━━ Dataset records

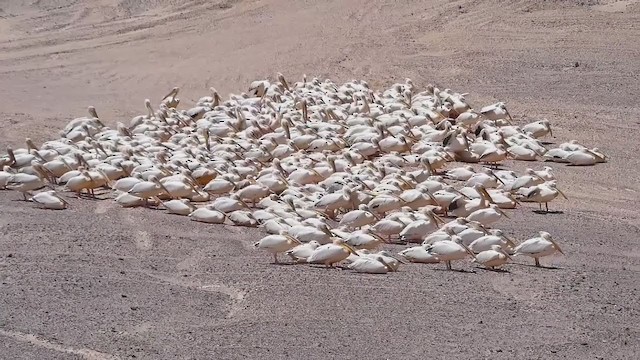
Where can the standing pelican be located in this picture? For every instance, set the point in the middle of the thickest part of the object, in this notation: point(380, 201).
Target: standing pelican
point(277, 244)
point(302, 252)
point(370, 264)
point(496, 256)
point(487, 216)
point(538, 247)
point(542, 193)
point(449, 250)
point(358, 218)
point(50, 200)
point(330, 254)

━━━━

Rewrite the items above with "standing pelican" replaced by "wading bird" and everything else left unchanged. Leave the pictures out of your answer.

Where can the wading bird be located in this picture? For every instance, set the point in the middle of the thickest part of the object, in this notation: point(380, 201).
Target: wading bird
point(277, 244)
point(302, 252)
point(370, 264)
point(496, 256)
point(487, 216)
point(538, 247)
point(542, 193)
point(449, 250)
point(358, 218)
point(50, 200)
point(330, 254)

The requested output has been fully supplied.